- **Data supplied**
# # # # # # #

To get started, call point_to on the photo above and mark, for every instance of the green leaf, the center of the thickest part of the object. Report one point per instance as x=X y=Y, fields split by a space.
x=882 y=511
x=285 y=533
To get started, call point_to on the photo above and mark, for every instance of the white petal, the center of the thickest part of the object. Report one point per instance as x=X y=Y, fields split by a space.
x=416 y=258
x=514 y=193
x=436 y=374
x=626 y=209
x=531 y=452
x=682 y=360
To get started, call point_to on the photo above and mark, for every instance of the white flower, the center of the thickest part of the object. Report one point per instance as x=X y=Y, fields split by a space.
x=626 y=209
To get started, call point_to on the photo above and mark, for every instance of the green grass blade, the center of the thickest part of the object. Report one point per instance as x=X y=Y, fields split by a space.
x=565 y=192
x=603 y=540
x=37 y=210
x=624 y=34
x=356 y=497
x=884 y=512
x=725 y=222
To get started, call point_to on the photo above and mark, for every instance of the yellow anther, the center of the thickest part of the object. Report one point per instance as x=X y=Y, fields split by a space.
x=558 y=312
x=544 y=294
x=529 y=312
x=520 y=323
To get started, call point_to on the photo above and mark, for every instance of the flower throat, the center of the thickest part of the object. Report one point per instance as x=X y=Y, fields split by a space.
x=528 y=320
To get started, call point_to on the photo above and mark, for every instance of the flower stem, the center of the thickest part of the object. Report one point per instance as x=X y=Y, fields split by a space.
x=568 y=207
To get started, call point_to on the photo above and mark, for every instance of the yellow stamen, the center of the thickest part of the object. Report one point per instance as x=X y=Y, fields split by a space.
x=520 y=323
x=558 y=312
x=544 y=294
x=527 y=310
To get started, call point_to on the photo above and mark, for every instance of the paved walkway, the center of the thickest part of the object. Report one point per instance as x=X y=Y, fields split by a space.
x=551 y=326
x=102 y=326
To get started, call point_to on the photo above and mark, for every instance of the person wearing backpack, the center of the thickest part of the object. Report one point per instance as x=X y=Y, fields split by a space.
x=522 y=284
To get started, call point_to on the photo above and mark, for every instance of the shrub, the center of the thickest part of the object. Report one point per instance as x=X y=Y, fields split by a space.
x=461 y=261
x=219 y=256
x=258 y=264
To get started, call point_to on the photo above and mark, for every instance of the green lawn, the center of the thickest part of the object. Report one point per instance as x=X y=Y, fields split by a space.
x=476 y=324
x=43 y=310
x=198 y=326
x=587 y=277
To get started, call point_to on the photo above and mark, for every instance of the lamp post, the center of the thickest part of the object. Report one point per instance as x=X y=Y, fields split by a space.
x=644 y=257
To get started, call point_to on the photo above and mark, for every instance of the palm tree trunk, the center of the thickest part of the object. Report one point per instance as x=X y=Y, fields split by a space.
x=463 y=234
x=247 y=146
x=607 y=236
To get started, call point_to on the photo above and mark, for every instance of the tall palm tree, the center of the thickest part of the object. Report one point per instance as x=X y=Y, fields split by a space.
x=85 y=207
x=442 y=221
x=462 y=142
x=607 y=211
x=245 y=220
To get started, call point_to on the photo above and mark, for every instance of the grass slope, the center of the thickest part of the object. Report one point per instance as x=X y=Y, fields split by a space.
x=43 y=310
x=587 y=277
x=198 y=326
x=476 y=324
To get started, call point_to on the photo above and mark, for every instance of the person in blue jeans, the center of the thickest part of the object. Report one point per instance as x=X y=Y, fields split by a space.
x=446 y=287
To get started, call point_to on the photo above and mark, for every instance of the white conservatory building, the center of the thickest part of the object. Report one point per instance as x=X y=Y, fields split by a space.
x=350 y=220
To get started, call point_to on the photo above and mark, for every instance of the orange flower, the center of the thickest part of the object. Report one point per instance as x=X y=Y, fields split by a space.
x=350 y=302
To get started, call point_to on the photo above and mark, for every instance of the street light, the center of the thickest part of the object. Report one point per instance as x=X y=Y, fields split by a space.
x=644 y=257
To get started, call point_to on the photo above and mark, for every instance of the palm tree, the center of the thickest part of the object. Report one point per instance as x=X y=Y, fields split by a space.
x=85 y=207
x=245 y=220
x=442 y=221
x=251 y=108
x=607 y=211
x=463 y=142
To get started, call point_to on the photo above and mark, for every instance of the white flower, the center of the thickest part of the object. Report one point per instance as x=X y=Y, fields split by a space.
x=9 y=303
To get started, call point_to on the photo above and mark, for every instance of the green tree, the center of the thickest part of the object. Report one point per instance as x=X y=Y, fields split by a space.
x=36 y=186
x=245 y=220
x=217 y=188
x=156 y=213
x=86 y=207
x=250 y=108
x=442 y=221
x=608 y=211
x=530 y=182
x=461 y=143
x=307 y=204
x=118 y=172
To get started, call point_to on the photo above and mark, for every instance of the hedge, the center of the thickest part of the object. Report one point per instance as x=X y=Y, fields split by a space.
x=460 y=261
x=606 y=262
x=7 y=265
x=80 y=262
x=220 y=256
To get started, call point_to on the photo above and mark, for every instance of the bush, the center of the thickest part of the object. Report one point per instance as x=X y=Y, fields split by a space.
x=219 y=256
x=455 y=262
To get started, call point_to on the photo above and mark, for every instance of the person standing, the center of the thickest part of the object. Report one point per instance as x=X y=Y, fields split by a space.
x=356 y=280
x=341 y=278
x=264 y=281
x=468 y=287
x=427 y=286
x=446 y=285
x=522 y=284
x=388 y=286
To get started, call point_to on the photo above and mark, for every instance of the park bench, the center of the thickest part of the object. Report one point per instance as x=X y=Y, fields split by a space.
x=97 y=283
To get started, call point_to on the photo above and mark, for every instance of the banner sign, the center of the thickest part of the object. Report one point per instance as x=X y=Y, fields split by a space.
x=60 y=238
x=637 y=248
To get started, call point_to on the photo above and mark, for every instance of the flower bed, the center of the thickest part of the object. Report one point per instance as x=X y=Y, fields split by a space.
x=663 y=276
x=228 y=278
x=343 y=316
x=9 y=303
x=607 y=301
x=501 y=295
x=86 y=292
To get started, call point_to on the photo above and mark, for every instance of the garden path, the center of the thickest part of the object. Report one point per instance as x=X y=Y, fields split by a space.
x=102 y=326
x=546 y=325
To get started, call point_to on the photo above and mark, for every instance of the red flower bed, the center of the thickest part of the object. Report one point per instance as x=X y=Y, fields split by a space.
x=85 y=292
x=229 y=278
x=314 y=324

# # # # # # #

- **Task to complete**
Using the material above, retype every line without altering it.

- **Answer space**
To get started, call point_to on the photo above and mark, for every instance of the green leaf, the center of the thickest part of the object. Report one point per instance as x=X y=Y, fields split by a space.
x=882 y=511
x=285 y=533
To get started, call point_to on the photo above and mark, for every instance of the white petal, the center of the thickest part of the object. Report one point per instance as x=X y=Y, fields split by a space.
x=416 y=258
x=514 y=193
x=436 y=374
x=626 y=209
x=531 y=452
x=682 y=360
To get started, call point_to on the photo above and mark, for every instance of the white flower, the center of the thickest part of the object. Report one point per instance as x=X y=Y, fields split by a space.
x=626 y=209
To get started, call point_to on the photo above and mark, for every instance of the green grass blade, the center of the thickest part of the object. Report one point per instance as x=X y=Y, fields split by a space.
x=565 y=192
x=603 y=540
x=37 y=210
x=624 y=34
x=356 y=497
x=884 y=512
x=725 y=222
To get started, call point_to on the photo above and mark, for every instance of the yellow anther, the center of the thickest part of the object. Report one point per instance as x=X y=Y, fields split by a space.
x=558 y=312
x=544 y=294
x=529 y=312
x=520 y=323
To get started, call point_to on the photo above and mark, for every instance of the flower throat, the center of the thickest part of the object. Report one point per instance as x=X y=Y, fields split by a space.
x=528 y=320
To get started, call point_to on the photo above and mark, for every instance of the flower stem, the center of the thickest part of the object. Report one point per instance as x=X y=Y, fields split by a space.
x=568 y=207
To get started, call point_to on the photo above and mark, for every instance of the yellow stamen, the center of the thickest part of the object. Report one point per instance as x=X y=Y, fields split by a space.
x=520 y=323
x=558 y=312
x=544 y=294
x=527 y=310
To get started, call point_to on the photo above and mark, for every instance of the paved walkway, the center of the thickest part of the object. Report one point per instance as x=X y=Y, fields split by a space.
x=551 y=326
x=102 y=326
To get started, call point_to on the photo above and mark, for every instance of the person wearing backpack, the center of the thickest part of the object. Report one point per instance as x=X y=Y, fields split by a space.
x=522 y=284
To get started, call point_to on the photo above and mark, for every instance of the shrub, the center of the thickest part of the object. Report one point per instance as x=X y=Y, fields split by a space.
x=461 y=261
x=219 y=256
x=258 y=264
To get started, call point_to on the photo above and mark, for every instance of the green lawn, the center of the thickest part of the object. Report one point per instance as x=X y=Y, fields split by a space.
x=476 y=324
x=43 y=310
x=198 y=326
x=587 y=277
To get started, call point_to on the photo above and mark, for every instance of the lamp post, the center of the thickest part of the object. Report one point per instance as x=X y=Y, fields split by a space.
x=644 y=257
To get started, call point_to on the photo above and mark, for every instance of the palm tree trunk, the center of the thickest part of the object. Report one point per instance as x=X y=Y, fields split by a space.
x=463 y=234
x=247 y=146
x=607 y=236
To get started, call point_to on the photo above and mark, for every instance of the tall palm tree, the center of the thickest part of the object. Report one point per instance as x=X y=Y, fields split by a space.
x=85 y=207
x=442 y=221
x=462 y=142
x=607 y=211
x=245 y=220
To get started, call point_to on the photo above and mark, for every instance of the grass slope, the center of the thickest part of the object. Report one point per instance as x=X y=Y, fields split by a space.
x=43 y=310
x=587 y=277
x=198 y=326
x=476 y=324
To get started, call point_to on the photo above and mark, for every instance of the person in blue jeans, the center of the thickest part of the object. Report one point per instance as x=X y=Y, fields split by a space.
x=446 y=287
To get started, call point_to on the photo above and mark, for every instance of the white conservatory building, the center of the thickest part of the object. Report one point per instance as x=X y=Y, fields split by a space.
x=350 y=220
To get started, call point_to on the photo above and mark, for every instance of the orange flower, the center of the thickest part of the object. Report one point per instance as x=X y=Y, fields split by a space.
x=350 y=302
To get started, call point_to on the photo above and mark, for every instance of the street light, the center of the thickest part of the object. Report one point per instance as x=X y=Y, fields split by a space.
x=644 y=257
To get started, call point_to on the photo above and mark, for every instance of the palm tree, the center of the thickest part of the object. Report one point per instance as x=X y=Y, fields split by a space.
x=85 y=207
x=245 y=220
x=442 y=221
x=251 y=108
x=607 y=211
x=463 y=142
To get started, call point_to on the photo above and mark, for every instance of the white flower, the center of the thickest part of the object. Report one point per instance as x=X y=Y, fields split by a space.
x=9 y=303
To get started, call point_to on the photo above and mark, for every instance of the green tree, the center of the thickest part of the object. Report one point per instance as x=X y=Y, fields split by a space.
x=36 y=186
x=245 y=220
x=217 y=188
x=156 y=213
x=86 y=207
x=250 y=108
x=442 y=221
x=608 y=211
x=530 y=182
x=461 y=143
x=307 y=204
x=118 y=172
To get started, call point_to on the photo above and mark, for every instance of the hedge, the center of the thickest part of the object. Report one point per instance as x=X y=Y, fields split by a space.
x=460 y=261
x=606 y=262
x=7 y=265
x=80 y=262
x=220 y=256
To get started, call point_to on the photo above and mark, for every instance of the bush, the center of the thickest part of the object. Report one point per instance as x=X y=Y, fields split by a space.
x=219 y=256
x=455 y=262
To get started, call point_to on the photo above and mark, for every instance of the person standing, the center of the thickest part of the object. Report one point per instance as x=X y=Y, fields split by a space.
x=356 y=280
x=341 y=278
x=264 y=281
x=468 y=287
x=427 y=286
x=446 y=285
x=522 y=284
x=388 y=286
To get started, call point_to on the photo above and mark, for every instance of the park bench, the center of the thickest part of the object. Report one point per instance as x=X y=Y, fields split by a space.
x=97 y=283
To get started, call point_to on the photo above and mark, for every instance of the banner sign, the center of the thickest part of the object. Report one point per instance as x=X y=Y, fields split by a space.
x=60 y=238
x=637 y=248
To get started, call point_to on the photo above and mark, for every instance of the flower bed, the center of the thickest part of the object. Report one point per instance as x=X y=Y, fields split by a space.
x=663 y=276
x=228 y=278
x=343 y=316
x=9 y=303
x=607 y=301
x=501 y=295
x=86 y=292
To get started, call point_to on the photo above and mark, for every instance of the garden path, the center of the thickest part of the object. Report one point per instance as x=X y=Y, fields split by a space.
x=102 y=326
x=546 y=325
To get started, call point_to on the photo above and mark, for every instance of the red flower bed, the center of the thickest part of the object. Report one point per instance as x=X y=Y, fields split by a space.
x=85 y=292
x=229 y=278
x=314 y=324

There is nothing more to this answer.